> _Task set_:
- A) In the forum post on plotting sigmoidal fits in 3D, what kind of perspective does the poster want to use in place of isometric perspective?
- B) Continue the forum post on showing sigmoidal fits in 3D from the point where it stops.

> _Reading text_:

● ● ●

I have several sigmoidal fits to 3 different datasets, with mean fit predictions plus the 95% confidence limits (not symmetrical around the mean) and the actual data.
I would now like to show these different 2D plots projected in 3D as in 
but then using proper perspective.
In the link here they give some solutions to combine the plots using isometric perspective, but I would like to use proper 3 point perspective. Any thoughts? Also any way to show the mean points per time point for each series plus or minus the standard error on the mean would be cool too, either using points+vertical bars, or using spheres plus tubes.
Below are some test data and the fit function I am using. Note that I am working on a logit(proportion) scale and that the final vertical scale is Log10(percentage).
(* some test data *)

● ● ●

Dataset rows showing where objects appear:
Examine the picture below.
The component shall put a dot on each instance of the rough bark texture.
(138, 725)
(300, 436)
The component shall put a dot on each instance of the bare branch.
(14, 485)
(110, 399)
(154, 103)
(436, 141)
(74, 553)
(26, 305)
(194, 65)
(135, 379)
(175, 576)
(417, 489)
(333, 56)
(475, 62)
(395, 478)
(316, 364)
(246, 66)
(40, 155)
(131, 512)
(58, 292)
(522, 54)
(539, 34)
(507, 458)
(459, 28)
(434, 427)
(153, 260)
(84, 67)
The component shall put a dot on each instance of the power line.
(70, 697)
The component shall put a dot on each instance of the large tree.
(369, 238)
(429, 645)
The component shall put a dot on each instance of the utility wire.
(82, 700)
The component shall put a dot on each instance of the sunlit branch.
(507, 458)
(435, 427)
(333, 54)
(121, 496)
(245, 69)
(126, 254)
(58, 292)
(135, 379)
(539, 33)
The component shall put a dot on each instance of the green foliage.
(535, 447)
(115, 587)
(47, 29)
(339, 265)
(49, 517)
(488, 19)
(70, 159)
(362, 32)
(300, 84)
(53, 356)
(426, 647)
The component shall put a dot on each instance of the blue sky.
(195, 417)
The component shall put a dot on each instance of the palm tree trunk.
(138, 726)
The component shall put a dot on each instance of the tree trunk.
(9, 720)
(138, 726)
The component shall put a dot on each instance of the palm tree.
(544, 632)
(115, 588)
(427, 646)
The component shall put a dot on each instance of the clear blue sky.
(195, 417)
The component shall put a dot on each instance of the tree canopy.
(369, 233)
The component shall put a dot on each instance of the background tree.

● ● ●

> _Task-by-task results_:
- A) Proper 3 point perspective.

- B)
data = Table[Null, {i, 4}];
data[[1]] = {{1, -5.8}, {2, -5.4}, {3, -0.8}, {4, -0.2}, {5,
4.6}, {1, -6.4}, {2, -5.6}, {3, -0.7}, {4, 0.04}, {5,
1.0}, {1, -6.8}, {2, -4.7}, {3, -1.0}, {4, 0.03}, {5,
2.8}}; (* data on logit(proportion) scale *)
data[[2]] = ((data[[1]] // Transpose))*{1, 0.8} // Transpose;
data[[3]] = ((data[[1]] // Transpose))*{1, 0.6} // Transpose;
data[[4]] = ((data[[1]] // Transpose))*{1, 0.4} //
Transpose; (* data points groups 1-4 on logit(proportion) scale *)
Logit[p_] = Log[p/(1 - p)];
Invlogit[x_] = Exp[x]/(1 + Exp[x]);
datalog = Table[Null, {i, 4}];
Do[datalog[[i]] =
Partition[
Riffle[(data[[i]] // Transpose)[[1]],
Log10[100*Invlogit[(data[[i]] // Transpose)[[2]]]]], 2], {i, 1,
4}];
(* fit function plus best fit & conf lims *)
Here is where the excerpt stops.